- _Task directions_: Each line of the entries that mentions the string "item" needs to be reported.

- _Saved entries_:
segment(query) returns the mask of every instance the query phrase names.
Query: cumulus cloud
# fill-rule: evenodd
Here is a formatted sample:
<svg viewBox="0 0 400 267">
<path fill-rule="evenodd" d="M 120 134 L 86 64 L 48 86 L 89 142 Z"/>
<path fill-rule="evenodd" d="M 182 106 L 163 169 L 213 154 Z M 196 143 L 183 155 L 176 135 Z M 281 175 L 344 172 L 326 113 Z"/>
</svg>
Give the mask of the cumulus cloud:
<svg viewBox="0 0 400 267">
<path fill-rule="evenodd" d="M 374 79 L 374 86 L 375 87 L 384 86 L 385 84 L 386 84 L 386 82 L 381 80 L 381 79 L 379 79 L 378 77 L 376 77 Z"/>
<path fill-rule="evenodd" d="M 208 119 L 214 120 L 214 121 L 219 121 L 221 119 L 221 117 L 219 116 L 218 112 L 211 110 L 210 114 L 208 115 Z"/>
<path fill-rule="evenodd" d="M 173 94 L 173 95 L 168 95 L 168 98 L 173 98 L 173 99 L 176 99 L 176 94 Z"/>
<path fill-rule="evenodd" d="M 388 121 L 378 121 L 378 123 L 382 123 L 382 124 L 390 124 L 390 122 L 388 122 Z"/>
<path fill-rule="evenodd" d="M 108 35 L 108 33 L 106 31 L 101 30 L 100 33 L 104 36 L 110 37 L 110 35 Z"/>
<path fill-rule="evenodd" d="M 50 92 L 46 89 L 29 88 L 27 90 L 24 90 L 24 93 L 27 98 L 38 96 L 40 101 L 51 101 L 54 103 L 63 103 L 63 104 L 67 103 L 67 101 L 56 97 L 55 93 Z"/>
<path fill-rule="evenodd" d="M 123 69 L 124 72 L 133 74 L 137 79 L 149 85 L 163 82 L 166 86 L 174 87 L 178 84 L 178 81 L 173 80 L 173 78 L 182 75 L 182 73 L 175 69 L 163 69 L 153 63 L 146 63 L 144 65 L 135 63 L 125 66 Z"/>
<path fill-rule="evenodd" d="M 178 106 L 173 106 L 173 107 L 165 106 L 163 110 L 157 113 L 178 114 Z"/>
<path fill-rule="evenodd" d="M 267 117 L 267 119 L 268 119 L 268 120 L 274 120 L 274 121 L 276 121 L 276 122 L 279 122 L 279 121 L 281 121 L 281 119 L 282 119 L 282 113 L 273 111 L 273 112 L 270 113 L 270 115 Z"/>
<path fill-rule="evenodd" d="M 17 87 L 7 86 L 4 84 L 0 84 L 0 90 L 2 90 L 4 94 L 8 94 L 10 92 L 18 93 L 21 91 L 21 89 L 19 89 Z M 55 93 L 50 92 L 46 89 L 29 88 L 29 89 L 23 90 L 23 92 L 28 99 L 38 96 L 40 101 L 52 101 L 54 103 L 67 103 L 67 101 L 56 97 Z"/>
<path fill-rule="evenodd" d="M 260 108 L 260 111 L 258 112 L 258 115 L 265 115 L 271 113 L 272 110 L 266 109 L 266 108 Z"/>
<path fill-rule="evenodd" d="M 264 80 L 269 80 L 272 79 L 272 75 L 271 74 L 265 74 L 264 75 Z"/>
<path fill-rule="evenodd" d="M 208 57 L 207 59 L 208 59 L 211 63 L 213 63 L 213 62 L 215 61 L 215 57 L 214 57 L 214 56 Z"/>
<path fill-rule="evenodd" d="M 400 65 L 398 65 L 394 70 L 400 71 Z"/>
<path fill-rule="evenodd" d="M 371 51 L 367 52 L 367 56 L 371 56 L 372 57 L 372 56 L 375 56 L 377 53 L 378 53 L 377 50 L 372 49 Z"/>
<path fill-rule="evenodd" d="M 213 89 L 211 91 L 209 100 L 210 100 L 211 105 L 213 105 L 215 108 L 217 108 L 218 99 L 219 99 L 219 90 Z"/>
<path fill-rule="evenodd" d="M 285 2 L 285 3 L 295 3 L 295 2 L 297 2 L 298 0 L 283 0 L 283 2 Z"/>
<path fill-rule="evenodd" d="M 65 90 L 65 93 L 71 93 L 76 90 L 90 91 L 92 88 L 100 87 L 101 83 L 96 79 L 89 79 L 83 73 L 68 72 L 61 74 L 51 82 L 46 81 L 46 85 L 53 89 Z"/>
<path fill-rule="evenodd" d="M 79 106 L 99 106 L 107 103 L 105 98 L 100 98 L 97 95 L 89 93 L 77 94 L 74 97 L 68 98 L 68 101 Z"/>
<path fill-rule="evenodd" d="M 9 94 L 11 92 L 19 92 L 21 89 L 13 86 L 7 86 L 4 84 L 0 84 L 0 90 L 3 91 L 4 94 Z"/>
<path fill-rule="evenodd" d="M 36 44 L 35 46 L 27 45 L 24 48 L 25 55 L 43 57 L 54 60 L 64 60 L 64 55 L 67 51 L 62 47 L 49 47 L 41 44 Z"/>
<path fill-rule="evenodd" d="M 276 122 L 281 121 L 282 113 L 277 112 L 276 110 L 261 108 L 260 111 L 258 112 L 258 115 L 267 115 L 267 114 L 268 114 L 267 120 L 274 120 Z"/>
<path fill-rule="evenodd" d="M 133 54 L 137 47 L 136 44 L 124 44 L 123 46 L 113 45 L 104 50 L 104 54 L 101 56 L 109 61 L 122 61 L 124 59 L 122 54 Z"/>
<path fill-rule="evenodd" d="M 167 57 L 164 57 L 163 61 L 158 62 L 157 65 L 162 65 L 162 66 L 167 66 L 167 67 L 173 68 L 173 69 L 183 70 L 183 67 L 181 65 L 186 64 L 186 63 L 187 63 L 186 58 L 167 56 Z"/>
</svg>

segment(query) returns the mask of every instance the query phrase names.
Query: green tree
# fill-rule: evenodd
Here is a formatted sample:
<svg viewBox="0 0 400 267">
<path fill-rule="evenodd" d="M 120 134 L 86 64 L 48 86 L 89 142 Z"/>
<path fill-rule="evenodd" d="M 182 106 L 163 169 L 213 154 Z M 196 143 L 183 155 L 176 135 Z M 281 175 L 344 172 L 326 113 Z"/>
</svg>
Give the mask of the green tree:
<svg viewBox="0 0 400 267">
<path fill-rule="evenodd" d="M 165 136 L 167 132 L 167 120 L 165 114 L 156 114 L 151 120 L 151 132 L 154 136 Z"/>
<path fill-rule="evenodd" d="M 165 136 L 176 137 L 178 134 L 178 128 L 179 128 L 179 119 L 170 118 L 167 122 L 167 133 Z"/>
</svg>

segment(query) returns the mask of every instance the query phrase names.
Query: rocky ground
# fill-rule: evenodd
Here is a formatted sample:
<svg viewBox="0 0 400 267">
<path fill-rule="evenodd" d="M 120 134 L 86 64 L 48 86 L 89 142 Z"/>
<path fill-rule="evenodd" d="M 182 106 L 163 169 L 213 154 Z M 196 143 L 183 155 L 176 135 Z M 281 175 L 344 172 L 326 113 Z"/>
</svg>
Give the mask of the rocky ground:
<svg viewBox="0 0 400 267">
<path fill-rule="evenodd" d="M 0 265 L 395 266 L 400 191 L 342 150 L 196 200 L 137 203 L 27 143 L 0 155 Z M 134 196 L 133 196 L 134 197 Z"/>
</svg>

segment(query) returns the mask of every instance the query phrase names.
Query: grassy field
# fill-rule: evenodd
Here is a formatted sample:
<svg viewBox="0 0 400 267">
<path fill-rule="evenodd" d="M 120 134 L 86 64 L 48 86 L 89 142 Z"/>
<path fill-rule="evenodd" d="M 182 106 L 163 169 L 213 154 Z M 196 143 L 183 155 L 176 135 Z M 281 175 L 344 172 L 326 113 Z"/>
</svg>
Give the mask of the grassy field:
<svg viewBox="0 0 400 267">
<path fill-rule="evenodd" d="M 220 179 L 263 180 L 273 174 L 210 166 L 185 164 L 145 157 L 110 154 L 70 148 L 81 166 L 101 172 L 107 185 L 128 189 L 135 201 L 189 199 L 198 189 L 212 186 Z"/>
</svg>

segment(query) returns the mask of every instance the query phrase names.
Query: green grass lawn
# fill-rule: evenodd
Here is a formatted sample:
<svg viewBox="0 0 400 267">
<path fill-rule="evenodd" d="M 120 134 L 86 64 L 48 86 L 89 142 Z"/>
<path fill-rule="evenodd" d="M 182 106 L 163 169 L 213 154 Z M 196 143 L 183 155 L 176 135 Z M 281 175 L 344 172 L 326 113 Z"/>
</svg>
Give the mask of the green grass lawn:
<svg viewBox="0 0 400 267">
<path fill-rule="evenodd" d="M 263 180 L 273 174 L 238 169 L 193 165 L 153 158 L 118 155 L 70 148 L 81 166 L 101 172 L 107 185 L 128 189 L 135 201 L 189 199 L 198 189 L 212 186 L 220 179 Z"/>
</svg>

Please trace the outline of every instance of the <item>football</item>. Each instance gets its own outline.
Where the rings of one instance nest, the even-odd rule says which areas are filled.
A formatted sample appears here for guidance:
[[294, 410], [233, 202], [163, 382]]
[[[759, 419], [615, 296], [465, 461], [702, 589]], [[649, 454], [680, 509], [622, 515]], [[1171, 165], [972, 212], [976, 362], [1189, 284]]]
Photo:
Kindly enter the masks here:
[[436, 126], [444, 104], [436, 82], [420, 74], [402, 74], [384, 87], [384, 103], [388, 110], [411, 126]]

---

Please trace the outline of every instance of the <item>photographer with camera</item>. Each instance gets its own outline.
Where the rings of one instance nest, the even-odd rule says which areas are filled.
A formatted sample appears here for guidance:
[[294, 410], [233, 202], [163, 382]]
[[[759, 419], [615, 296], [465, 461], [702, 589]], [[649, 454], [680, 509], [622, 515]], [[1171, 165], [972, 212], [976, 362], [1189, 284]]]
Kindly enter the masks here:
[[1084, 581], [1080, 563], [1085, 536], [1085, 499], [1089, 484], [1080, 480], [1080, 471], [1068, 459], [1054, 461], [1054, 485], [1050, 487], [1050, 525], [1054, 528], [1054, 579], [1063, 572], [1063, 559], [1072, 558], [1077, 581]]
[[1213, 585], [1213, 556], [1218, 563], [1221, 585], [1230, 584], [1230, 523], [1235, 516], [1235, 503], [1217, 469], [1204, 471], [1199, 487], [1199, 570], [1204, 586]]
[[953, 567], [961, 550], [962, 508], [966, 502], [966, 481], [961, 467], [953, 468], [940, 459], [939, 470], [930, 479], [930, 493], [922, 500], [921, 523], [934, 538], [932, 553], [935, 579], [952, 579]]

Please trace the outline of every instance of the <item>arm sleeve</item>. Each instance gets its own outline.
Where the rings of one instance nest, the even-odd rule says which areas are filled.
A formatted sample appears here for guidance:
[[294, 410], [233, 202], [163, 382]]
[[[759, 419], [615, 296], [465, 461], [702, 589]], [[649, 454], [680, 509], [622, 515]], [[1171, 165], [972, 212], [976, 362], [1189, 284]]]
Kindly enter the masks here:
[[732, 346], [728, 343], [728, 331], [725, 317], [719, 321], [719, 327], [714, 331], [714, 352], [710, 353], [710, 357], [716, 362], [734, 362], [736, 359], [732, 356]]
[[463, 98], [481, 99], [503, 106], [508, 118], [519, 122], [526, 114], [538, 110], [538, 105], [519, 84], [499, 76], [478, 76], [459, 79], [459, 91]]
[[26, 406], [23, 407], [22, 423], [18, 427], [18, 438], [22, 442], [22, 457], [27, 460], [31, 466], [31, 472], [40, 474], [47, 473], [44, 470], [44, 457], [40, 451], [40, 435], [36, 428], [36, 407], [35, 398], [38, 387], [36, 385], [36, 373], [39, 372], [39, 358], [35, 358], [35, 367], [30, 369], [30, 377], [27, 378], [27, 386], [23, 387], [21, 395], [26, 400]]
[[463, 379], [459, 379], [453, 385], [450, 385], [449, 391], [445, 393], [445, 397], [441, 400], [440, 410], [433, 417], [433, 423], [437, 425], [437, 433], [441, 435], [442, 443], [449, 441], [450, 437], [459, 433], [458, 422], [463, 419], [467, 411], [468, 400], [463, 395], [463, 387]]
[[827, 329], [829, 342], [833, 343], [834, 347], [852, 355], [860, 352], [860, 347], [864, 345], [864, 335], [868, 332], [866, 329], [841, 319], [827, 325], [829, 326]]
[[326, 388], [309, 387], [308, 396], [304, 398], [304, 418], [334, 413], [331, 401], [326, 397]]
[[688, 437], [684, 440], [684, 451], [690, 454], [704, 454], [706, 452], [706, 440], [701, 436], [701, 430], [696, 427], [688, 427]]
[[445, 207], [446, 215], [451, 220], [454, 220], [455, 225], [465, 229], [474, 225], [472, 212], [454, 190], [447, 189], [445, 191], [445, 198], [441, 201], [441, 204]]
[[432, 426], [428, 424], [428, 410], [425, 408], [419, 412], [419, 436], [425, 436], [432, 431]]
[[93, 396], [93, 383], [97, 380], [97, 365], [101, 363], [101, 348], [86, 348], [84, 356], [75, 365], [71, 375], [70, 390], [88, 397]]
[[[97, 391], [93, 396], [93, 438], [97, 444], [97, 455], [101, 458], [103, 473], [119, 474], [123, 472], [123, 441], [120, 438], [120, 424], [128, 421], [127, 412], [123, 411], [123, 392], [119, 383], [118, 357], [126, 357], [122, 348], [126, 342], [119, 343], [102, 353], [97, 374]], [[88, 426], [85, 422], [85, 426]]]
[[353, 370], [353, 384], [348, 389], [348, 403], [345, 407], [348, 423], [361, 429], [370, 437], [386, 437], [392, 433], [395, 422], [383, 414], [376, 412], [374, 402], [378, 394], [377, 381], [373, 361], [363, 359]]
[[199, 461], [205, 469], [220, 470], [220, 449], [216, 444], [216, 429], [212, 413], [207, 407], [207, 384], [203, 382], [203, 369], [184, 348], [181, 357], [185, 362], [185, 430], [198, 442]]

--

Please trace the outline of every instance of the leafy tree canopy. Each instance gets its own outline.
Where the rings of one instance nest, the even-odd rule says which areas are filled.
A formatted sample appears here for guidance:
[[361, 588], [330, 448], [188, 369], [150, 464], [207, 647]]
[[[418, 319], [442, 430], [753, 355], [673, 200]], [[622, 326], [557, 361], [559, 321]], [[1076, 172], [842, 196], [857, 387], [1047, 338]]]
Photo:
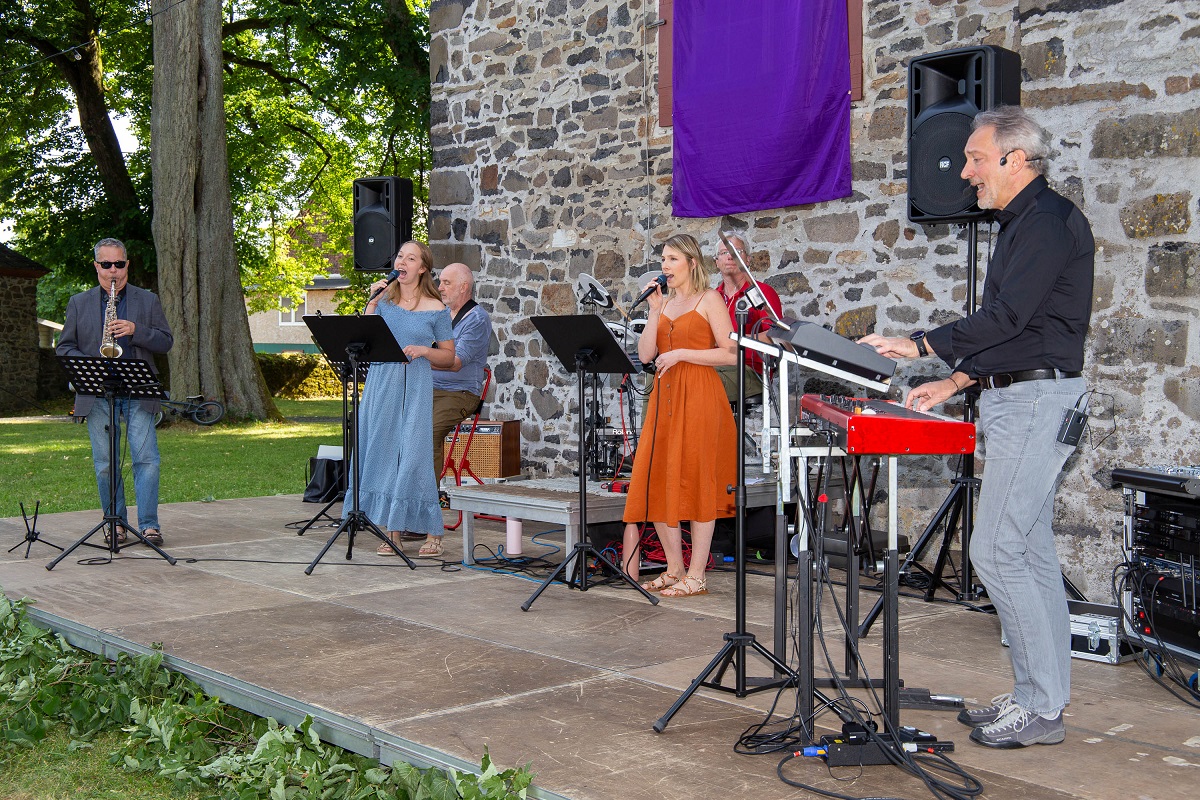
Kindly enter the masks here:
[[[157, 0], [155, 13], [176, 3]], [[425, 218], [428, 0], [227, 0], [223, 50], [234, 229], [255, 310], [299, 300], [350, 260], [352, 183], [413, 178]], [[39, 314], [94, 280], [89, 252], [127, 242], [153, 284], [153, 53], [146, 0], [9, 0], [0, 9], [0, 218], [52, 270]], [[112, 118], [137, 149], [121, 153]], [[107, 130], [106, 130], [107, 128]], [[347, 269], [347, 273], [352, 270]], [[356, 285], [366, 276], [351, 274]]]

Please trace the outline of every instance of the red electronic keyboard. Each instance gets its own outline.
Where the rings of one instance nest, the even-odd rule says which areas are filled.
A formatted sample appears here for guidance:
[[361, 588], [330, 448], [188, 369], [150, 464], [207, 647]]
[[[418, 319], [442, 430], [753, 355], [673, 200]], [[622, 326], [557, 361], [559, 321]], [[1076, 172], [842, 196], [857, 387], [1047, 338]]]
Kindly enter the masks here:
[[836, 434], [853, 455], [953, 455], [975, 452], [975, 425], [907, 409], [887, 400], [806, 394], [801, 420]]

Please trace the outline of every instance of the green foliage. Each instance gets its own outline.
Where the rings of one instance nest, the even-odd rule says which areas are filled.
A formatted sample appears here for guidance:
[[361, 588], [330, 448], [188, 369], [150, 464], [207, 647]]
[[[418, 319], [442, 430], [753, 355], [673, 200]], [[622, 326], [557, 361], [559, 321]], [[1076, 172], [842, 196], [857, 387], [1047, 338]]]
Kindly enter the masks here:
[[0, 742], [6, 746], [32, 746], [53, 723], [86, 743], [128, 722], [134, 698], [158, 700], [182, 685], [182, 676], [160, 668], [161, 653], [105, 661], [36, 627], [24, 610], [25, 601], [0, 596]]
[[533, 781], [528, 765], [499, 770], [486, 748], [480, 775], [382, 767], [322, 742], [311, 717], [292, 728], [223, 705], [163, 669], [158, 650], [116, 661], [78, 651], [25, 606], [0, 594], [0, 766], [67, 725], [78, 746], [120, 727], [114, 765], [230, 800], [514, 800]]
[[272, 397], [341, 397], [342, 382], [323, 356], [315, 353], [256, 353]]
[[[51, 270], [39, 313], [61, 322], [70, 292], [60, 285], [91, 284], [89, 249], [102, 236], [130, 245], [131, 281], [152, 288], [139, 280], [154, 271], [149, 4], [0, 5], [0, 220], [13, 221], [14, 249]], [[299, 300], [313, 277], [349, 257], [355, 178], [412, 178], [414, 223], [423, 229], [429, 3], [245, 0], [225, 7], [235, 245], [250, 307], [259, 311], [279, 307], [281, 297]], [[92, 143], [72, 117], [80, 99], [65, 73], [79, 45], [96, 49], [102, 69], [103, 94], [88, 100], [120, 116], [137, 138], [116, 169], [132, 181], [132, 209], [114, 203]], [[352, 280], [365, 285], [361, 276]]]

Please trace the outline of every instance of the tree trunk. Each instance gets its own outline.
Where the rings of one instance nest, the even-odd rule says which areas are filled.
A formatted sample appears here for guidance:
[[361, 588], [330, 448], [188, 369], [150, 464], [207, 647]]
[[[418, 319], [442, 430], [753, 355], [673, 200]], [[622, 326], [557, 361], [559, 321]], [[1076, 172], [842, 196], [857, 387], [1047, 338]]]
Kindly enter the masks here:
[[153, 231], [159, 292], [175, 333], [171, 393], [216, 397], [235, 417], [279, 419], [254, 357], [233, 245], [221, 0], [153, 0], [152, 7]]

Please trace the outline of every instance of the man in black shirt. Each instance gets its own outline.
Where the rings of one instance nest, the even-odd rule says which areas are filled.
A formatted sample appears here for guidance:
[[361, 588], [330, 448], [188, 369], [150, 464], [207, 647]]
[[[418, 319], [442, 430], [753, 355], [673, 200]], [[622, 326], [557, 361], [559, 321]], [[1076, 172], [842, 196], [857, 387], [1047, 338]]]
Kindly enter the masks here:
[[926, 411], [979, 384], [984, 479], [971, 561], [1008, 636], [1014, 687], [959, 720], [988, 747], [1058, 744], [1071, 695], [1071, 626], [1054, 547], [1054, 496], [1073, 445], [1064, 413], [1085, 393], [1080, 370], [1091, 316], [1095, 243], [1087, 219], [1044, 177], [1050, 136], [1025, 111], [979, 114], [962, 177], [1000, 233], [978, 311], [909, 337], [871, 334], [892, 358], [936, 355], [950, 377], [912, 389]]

- _Response_:
Please trace the outline of every instance of the <item>football</item>. Each instance gets its own outline.
Please trace the outline of every instance of the <item>photographer with camera</item>. Each instance gets its own outline.
Please trace the outline of every instance of the <item>arm sleeve</item>. Each instance gets its own outline.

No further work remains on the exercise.